## Exercise aim:
Report every row below that contains the word "goalie" by copying each such row in full.
☆ ☆ ☆ ☆ ☆
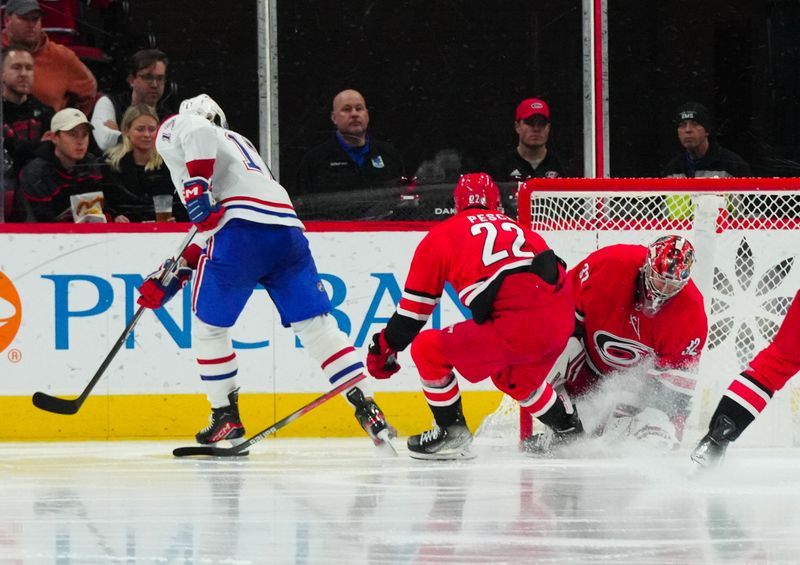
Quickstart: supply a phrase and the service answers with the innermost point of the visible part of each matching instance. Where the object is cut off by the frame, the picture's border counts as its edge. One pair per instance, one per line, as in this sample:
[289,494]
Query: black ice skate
[442,443]
[224,423]
[370,417]
[551,441]
[711,450]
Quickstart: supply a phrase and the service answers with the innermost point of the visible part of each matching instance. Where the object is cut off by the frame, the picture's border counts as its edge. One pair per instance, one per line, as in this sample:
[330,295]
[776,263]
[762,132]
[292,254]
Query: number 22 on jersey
[496,244]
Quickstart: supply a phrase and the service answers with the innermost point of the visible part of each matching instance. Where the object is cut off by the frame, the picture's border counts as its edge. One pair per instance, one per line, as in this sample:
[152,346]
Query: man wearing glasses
[61,79]
[147,77]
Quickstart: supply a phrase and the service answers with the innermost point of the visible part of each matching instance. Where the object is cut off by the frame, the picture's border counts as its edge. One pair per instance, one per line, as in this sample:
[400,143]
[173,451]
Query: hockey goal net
[746,233]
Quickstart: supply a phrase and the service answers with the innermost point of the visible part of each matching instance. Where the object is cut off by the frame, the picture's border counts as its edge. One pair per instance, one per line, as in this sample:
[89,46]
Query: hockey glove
[203,210]
[155,292]
[382,359]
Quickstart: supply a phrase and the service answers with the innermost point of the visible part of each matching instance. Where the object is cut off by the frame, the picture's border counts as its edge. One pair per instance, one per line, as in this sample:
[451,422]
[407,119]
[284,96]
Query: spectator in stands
[137,170]
[61,79]
[531,158]
[25,119]
[702,156]
[147,76]
[62,168]
[351,158]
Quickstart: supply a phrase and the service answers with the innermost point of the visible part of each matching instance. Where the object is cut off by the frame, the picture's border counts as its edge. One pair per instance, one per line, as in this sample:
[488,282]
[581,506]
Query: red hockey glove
[155,292]
[203,210]
[382,359]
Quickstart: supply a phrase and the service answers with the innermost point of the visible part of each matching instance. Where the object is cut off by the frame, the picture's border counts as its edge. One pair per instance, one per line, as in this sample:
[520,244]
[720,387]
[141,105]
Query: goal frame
[785,222]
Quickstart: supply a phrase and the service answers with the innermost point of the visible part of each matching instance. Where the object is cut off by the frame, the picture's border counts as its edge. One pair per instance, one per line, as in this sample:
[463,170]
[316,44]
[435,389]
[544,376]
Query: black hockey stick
[71,406]
[239,449]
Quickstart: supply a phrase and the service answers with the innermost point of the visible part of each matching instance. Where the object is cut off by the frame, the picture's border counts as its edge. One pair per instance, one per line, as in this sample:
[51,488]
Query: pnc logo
[10,311]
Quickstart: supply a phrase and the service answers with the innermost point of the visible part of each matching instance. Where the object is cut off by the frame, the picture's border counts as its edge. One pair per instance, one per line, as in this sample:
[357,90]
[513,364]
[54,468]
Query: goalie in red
[640,318]
[522,308]
[750,392]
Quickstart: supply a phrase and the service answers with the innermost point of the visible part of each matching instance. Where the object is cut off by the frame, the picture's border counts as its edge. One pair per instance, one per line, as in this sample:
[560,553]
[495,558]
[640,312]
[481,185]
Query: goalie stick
[71,406]
[240,449]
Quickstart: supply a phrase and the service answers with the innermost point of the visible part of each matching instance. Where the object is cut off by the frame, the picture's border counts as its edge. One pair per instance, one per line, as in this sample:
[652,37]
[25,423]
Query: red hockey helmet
[476,189]
[665,272]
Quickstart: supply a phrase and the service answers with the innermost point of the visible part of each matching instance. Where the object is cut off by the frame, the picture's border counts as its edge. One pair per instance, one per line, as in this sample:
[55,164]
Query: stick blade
[54,404]
[208,450]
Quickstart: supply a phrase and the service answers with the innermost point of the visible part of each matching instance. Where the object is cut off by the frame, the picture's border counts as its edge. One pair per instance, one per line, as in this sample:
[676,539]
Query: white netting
[746,233]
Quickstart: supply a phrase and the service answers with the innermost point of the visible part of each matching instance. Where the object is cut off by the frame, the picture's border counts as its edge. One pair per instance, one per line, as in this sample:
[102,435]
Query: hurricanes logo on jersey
[620,352]
[10,312]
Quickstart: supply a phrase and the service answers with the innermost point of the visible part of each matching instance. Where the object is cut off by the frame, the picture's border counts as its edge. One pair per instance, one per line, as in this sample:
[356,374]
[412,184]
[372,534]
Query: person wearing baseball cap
[63,167]
[61,79]
[531,158]
[702,155]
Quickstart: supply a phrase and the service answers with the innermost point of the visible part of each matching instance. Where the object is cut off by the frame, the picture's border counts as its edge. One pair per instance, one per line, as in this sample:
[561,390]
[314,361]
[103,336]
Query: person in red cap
[531,158]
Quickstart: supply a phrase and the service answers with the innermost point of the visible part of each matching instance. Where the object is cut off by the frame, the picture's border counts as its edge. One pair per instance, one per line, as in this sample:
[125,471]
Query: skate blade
[236,442]
[384,443]
[460,454]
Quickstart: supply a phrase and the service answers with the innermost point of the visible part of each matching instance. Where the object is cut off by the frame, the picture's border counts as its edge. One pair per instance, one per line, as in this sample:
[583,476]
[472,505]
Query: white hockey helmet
[203,105]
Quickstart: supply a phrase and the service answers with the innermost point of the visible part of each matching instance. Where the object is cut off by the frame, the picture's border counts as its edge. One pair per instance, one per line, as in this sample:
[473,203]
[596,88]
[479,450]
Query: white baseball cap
[67,119]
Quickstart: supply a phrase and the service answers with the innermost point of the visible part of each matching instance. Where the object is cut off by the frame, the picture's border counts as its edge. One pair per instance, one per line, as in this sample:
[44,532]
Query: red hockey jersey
[469,250]
[619,337]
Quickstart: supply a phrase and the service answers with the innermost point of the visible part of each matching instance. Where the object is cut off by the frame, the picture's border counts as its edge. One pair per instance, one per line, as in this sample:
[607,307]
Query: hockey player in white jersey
[251,235]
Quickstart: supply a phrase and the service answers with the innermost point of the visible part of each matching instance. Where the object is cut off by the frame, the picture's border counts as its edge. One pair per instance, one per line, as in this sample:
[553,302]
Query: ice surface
[339,501]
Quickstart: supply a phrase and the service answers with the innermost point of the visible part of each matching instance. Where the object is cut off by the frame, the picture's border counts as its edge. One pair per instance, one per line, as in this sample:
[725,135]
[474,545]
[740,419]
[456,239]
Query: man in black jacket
[531,158]
[62,168]
[25,118]
[702,156]
[351,159]
[147,77]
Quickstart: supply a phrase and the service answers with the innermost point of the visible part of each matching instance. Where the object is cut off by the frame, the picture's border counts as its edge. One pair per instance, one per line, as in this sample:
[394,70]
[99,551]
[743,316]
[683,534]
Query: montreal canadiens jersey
[468,250]
[240,181]
[618,336]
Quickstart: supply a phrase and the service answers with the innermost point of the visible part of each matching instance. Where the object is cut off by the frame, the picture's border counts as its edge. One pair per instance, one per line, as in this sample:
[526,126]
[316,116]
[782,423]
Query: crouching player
[252,236]
[639,319]
[750,392]
[522,309]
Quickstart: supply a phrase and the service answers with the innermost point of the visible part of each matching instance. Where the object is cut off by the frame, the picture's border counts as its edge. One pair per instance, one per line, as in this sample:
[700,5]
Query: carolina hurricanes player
[253,236]
[635,305]
[522,310]
[749,393]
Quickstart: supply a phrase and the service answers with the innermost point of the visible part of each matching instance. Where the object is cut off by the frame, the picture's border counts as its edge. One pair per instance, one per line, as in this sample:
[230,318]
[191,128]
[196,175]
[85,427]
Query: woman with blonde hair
[137,170]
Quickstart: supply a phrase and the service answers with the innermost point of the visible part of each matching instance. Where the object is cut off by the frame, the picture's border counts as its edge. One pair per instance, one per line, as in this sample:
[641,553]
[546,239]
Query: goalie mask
[476,189]
[204,106]
[665,272]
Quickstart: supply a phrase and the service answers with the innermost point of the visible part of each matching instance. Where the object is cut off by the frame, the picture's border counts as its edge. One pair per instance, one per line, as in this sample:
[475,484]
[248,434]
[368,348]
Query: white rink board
[358,268]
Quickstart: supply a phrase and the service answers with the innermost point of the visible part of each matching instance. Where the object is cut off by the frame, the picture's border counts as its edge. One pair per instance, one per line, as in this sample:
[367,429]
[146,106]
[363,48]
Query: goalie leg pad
[216,361]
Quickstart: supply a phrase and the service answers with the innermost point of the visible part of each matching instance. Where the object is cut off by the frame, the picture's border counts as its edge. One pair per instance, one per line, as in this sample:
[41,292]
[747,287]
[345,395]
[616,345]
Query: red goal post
[746,232]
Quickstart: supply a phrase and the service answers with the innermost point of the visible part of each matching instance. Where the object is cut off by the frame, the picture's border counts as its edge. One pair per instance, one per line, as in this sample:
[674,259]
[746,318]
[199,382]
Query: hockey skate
[550,441]
[371,418]
[442,443]
[710,451]
[224,424]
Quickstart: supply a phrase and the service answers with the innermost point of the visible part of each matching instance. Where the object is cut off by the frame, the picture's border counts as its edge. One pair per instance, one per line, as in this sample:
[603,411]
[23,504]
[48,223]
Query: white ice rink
[338,501]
☆ ☆ ☆ ☆ ☆
## Task answer:
Query: goalie in red
Query: goalie stick
Query: goalie mask
Query: goalie leg pad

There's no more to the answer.